Once the pictures are set aside, reproduce the entries below exactly.

Saved entries:
-- Opening Marker --
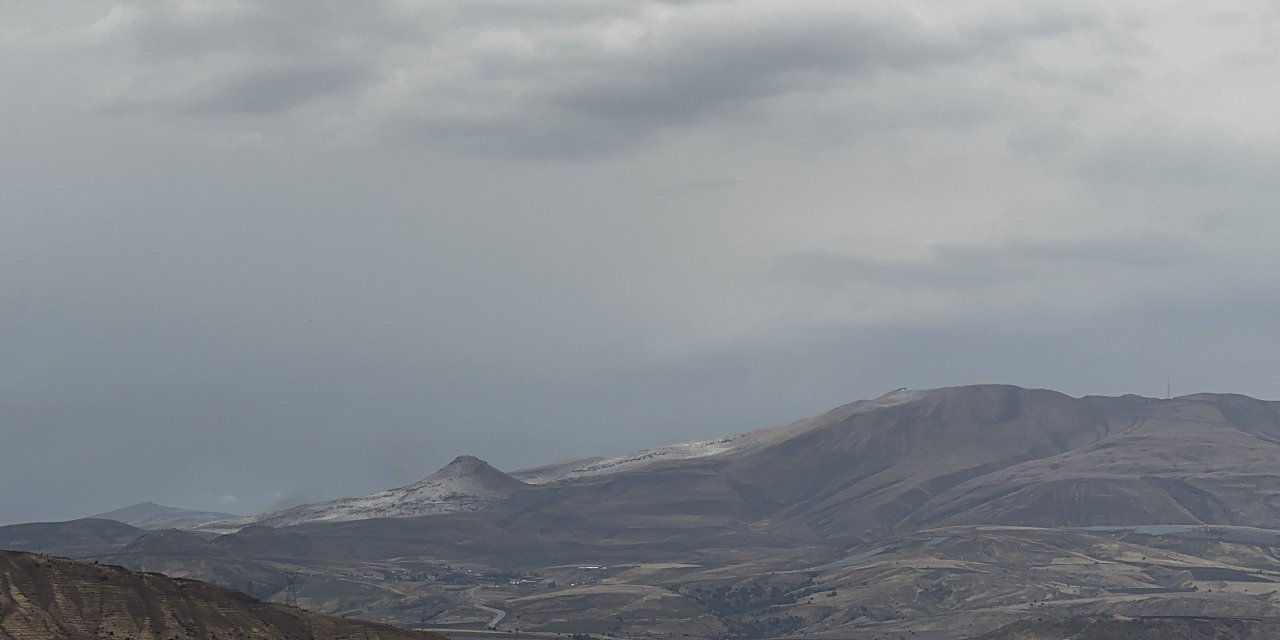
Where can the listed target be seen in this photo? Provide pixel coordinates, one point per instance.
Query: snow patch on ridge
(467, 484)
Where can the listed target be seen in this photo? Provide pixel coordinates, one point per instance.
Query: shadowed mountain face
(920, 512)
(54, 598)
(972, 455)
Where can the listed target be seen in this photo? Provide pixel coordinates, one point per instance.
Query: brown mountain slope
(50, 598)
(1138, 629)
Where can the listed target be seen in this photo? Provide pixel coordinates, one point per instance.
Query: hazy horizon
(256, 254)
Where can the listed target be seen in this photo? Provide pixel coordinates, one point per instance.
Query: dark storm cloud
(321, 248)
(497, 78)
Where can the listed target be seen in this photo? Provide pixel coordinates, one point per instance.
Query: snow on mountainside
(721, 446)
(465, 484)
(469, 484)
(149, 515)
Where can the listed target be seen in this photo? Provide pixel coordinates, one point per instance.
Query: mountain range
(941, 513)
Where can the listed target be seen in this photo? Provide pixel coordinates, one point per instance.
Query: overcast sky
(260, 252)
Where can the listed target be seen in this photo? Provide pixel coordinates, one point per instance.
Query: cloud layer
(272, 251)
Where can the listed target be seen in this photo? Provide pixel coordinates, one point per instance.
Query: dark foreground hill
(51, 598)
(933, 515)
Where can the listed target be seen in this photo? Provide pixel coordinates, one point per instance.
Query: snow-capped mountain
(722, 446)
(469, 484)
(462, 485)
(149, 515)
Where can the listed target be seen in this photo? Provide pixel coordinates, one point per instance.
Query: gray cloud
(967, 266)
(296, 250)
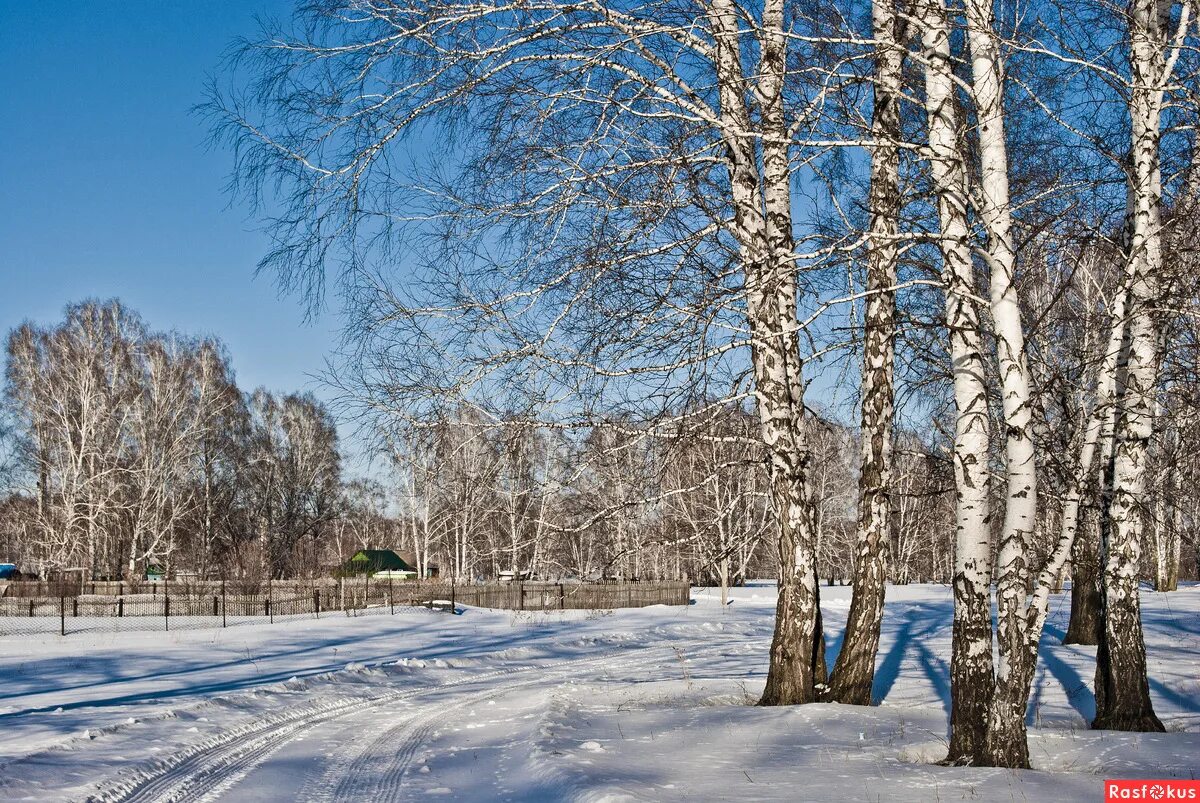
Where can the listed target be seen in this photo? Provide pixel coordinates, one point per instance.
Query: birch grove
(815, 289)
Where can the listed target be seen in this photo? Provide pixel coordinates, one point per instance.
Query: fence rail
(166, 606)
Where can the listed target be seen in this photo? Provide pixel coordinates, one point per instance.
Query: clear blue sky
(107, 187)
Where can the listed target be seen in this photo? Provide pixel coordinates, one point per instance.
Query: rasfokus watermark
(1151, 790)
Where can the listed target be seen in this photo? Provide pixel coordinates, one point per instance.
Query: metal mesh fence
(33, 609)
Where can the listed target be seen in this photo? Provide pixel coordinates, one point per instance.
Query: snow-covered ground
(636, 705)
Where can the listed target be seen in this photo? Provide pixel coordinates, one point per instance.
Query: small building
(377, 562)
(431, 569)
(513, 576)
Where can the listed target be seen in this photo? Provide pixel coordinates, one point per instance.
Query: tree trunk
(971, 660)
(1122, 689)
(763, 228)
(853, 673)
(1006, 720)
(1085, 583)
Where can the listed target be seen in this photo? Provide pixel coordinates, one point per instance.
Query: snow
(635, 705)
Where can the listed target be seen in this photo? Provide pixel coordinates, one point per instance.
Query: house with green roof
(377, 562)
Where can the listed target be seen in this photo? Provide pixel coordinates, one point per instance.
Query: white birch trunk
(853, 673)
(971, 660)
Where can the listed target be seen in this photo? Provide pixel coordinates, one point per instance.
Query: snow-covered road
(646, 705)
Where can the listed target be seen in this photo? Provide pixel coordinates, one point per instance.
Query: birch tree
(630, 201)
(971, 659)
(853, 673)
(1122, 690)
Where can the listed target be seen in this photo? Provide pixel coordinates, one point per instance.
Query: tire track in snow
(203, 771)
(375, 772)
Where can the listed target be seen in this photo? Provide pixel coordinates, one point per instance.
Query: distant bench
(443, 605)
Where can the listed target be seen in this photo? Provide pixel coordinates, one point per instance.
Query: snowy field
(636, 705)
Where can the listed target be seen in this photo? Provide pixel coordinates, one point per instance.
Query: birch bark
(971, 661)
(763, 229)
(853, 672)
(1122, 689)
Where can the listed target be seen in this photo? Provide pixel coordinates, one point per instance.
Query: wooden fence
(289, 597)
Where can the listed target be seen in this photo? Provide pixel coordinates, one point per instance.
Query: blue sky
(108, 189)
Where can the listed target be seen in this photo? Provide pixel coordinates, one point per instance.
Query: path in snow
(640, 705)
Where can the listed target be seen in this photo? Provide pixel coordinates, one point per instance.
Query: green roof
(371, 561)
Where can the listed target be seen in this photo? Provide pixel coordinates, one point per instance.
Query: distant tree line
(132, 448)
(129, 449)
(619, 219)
-- Closing Marker --
ANSWER SECTION:
Where can the listed target be seen in this photo? Provide pixel coordinates, one point per instance.
Query: snow patch on ridge
(467, 484)
Where can the listed target be seen in this photo? Provide pixel coordinates, one point per instance.
Query: shadowed mountain face
(920, 512)
(54, 598)
(972, 455)
Where can the listed target be seen in this photo? Provide pixel coordinates, one point per instance.
Query: brown mountain slope
(50, 598)
(1138, 629)
Where can the listed target be seen in this photo? Provide pixel coordinates, one point per instance.
Query: hazy horizon
(256, 254)
Where can the listed target be seen in this photo? Provide pixel coordinates, one point per instance.
Query: dark storm cloud
(321, 248)
(497, 78)
Where can the listed target be seen in this photo? Provide pixel coordinates, one point per instance.
Query: snow on mountainside
(721, 446)
(465, 484)
(469, 484)
(149, 515)
Where can the listed target be seen in this photo? Provide pixel coordinates, one point per instance.
Query: mountain range
(941, 513)
Where can the listed target be seen in this photo? Provide pixel coordinates, one point per instance.
Query: overcast sky
(260, 252)
Where can the listed target be seen in this photo? Provide pixel coordinates, one point per instance.
Query: cloud layer
(272, 251)
Where can the listed target be seen in this photo? Provide pixel coordinates, one point per instance.
Query: dark foreground hill
(51, 598)
(933, 515)
Where can the listed target be seen in this photo? Provide pixel coordinates, one point per instance.
Query: snow-capped mountain
(722, 446)
(469, 484)
(462, 485)
(149, 515)
Where can the listed target be seen in this photo? Provide pixel coordinates, one point per instance.
Query: gray cloud
(967, 266)
(296, 250)
Where can the listed target be seen in this photo? Provide pixel coordinates, one point per instance.
Query: birch grove
(815, 289)
Where can the listed target be seen in this photo? Provide pixel coordinates, one point per instance.
Query: fence rail
(166, 606)
Where can the listed target be seen in this photo? Provide pixel coordinates, one point per instance.
Query: clear blue sky
(107, 187)
Where can the listed target be seen in this photo? Provide pixel coordinates, one point per instance.
Query: rasfokus watermark
(1151, 790)
Where can the listed target be seen in this photo? Provide pixel coordinates, one point per instance.
Query: metal mesh fence
(33, 609)
Where can the listed target be seen in this photo? Provide pixel coordinates, one point per instance.
Query: snow-covered ground
(636, 705)
Where can the listed target be seen in this photo? Provide pixel coordinates, one point per instance.
Query: small building
(377, 562)
(431, 569)
(513, 576)
Where can the listed target be seen in this photo? Provide pixel coordinates, one point per instance.
Query: tree trunk
(971, 660)
(1122, 689)
(763, 228)
(853, 673)
(1006, 720)
(1085, 583)
Where can the listed target be seen in this photo? Provide pixel coordinates, one point per instance.
Query: snow
(635, 705)
Where can the listed target be seen in this photo? Provide pixel coordinates, one point per instance.
Query: house with green roof
(377, 562)
Where can the listed target be seen in this photo? Provide pixel coordinates, one point per instance.
Query: white birch trunk
(853, 673)
(971, 660)
Where can the listed target be seen in this photo? Provide pixel coordinates, one point per instance.
Query: snow-covered road
(646, 705)
Where can the listed target be seen in this photo? Provide pixel coordinates, one point per instance.
Query: birch tree
(630, 201)
(971, 659)
(853, 673)
(1122, 690)
Where can the listed target be seen in this photo? Provide pixel coordinates, one point per instance.
Query: tire track in snow
(203, 771)
(375, 772)
Where can the listed target be seen in this photo? Provide pixel coordinates, one point per instance.
Query: distant bench
(443, 605)
Where can the listed target be seen in this photo? Provide pixel coordinates, one point per instance.
Query: snowy field
(636, 705)
Where can the listed target be seen in this photo? Provide pixel coordinates, one point per instance.
Query: birch bark
(971, 661)
(763, 229)
(853, 672)
(1122, 689)
Where can the listed target be seen in this photo? Provide pixel coordinates, one point per instance.
Query: wooden fence
(289, 597)
Where can the listed target be seen in this photo? Provide pixel coordinates, one point per instance.
Query: blue sky
(108, 189)
Where can the listed target be seen in this photo? Provide pixel coordinates, one point per instance.
Query: path in snow
(640, 705)
Where can the listed target be seen in this photo? Provide pixel coordinates, one point per instance.
Query: green roof
(371, 561)
Where can the listed target be seen in this photo? Provide pixel coordinates, one point per instance.
Query: distant tree line
(132, 448)
(129, 449)
(619, 219)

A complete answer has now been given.